## Brief:
Go through the data below and return each line where the string "single" appears.

## Data to examine:
━━━━━━━━━━

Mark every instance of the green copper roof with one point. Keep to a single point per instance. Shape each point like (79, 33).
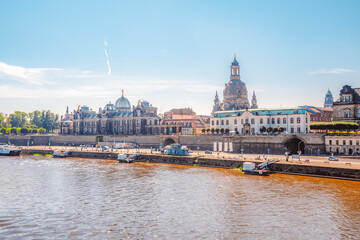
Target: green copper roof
(264, 112)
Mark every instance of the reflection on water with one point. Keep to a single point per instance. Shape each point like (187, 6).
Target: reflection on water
(100, 199)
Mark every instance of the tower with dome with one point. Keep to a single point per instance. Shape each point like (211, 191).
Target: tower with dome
(235, 93)
(114, 119)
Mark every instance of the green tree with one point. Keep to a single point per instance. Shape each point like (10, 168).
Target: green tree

━━━━━━━━━━

## Task solution:
Mark every instance of the green copper roof with one point. Keep to a single point per instance. Shape each point like (79, 33).
Mark every instance of the reflection on water with one point. Keep to a single point per instance. Shape each point like (187, 6).
Mark every instance of the tower with dome with one point. Keep to a single point per instance. Shape each point like (211, 191).
Mark every instance of the green tree with one point. Keep to a single point per instance. Shape each point like (10, 168).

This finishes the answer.